-- Task description --
Copy out each of the following rows line for line, keeping every character unchanged.

-- Data extract --
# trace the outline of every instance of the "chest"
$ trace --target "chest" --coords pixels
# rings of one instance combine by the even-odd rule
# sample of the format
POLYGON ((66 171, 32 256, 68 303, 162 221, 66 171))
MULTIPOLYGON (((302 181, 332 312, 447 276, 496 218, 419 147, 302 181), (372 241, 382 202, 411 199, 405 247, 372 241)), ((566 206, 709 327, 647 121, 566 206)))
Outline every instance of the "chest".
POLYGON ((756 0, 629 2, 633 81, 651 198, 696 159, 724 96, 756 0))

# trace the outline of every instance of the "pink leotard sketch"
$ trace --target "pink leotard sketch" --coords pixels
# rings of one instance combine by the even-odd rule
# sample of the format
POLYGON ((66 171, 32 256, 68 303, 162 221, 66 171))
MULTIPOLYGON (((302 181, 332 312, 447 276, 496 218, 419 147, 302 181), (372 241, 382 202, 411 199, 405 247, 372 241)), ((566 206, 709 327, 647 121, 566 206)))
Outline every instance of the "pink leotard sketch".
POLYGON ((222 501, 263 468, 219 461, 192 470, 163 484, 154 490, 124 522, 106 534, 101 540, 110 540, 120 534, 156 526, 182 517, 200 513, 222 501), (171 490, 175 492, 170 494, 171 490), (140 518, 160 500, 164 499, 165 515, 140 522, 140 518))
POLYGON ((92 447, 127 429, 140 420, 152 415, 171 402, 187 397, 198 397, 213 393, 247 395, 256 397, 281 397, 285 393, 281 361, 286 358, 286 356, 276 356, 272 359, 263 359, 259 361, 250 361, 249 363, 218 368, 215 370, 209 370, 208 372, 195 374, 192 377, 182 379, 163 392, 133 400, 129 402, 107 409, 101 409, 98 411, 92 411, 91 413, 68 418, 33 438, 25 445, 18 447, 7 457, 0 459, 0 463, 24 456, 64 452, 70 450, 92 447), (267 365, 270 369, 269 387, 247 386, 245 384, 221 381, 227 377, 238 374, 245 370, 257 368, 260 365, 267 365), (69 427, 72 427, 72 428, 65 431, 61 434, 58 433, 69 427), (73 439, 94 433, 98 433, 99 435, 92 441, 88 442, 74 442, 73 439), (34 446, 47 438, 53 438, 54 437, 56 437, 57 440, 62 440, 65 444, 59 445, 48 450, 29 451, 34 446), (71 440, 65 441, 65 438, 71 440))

-- Exercise answer --
# trace the outline of every instance of the "chest"
$ trace --target "chest" --coords pixels
# rings of one instance combine by the even-odd rule
# sample of the format
POLYGON ((66 171, 32 256, 68 303, 162 221, 66 171))
MULTIPOLYGON (((302 181, 332 312, 447 276, 496 218, 419 147, 302 181), (372 241, 382 202, 411 199, 405 247, 372 241)), ((566 206, 709 327, 647 121, 566 206)))
Outline every instance of the "chest".
POLYGON ((756 0, 629 2, 633 81, 651 198, 696 159, 724 96, 756 0))

# trace the outline of every instance of the "pink leotard sketch"
$ trace --target "pink leotard sketch" --coords pixels
# rings of one instance combine by the even-odd rule
# sample of the format
POLYGON ((66 171, 32 256, 68 303, 162 221, 66 171))
MULTIPOLYGON (((302 181, 332 312, 447 276, 496 218, 419 147, 302 181), (372 241, 382 202, 411 199, 405 247, 372 241)), ((566 206, 709 327, 647 121, 566 206)))
Outline every instance of the "pink leotard sketch".
POLYGON ((222 501, 263 468, 219 461, 192 470, 163 484, 154 490, 124 522, 106 534, 101 540, 110 540, 120 534, 156 526, 182 517, 200 513, 222 501), (171 490, 175 492, 170 494, 171 490), (140 518, 160 500, 164 499, 165 515, 140 522, 140 518))
POLYGON ((92 447, 127 429, 140 420, 152 415, 171 402, 187 397, 198 397, 213 393, 247 395, 256 397, 281 397, 285 393, 281 361, 286 358, 286 356, 276 356, 272 359, 263 359, 259 361, 250 361, 249 363, 218 368, 215 370, 209 370, 208 372, 195 374, 192 377, 182 379, 163 392, 133 400, 129 402, 107 409, 101 409, 98 411, 92 411, 91 413, 68 418, 33 438, 25 445, 18 447, 7 457, 0 459, 0 463, 24 456, 64 452, 70 450, 92 447), (267 365, 270 369, 269 387, 247 386, 245 384, 221 381, 227 377, 238 374, 245 370, 257 368, 260 365, 267 365), (69 427, 72 427, 72 428, 65 431, 61 434, 58 433, 69 427), (73 439, 94 433, 98 433, 99 435, 92 441, 88 442, 74 442, 73 439), (34 446, 47 438, 53 438, 54 437, 56 437, 57 440, 62 440, 65 444, 59 445, 48 450, 29 451, 34 446), (71 440, 65 441, 65 438, 71 440))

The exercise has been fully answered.